Region pointing data

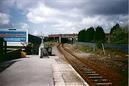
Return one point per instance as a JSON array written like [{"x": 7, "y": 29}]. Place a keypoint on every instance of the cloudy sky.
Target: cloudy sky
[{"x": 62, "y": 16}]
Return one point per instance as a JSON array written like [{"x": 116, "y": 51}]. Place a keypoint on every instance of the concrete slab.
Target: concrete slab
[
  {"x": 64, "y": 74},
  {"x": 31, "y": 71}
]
* * *
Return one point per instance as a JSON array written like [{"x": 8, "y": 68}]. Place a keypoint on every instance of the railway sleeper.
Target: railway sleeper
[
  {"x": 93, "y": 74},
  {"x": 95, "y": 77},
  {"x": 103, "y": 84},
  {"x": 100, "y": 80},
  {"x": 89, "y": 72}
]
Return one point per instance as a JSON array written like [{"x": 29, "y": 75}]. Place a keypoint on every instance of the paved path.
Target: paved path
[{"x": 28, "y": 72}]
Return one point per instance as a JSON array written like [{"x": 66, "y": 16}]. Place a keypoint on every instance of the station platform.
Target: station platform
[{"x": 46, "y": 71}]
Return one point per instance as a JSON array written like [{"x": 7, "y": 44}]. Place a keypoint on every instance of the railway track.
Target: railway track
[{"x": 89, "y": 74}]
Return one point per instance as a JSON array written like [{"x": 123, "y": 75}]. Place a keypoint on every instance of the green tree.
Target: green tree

__What to work on__. In the data above, find the line with "Target: station platform" and the line with "Target: green tree". Retype both, plus every line between them, exactly.

__Exercise answer__.
Target: station platform
[{"x": 46, "y": 71}]
Return one point per instance as a JSON array written like [{"x": 7, "y": 44}]. Place a keypoint on every instance of the railway track.
Target: railway track
[{"x": 89, "y": 74}]
Return one point per instance as a JSON array written like [{"x": 123, "y": 75}]. Place a keypoint on every instance of the green tree.
Target: green tree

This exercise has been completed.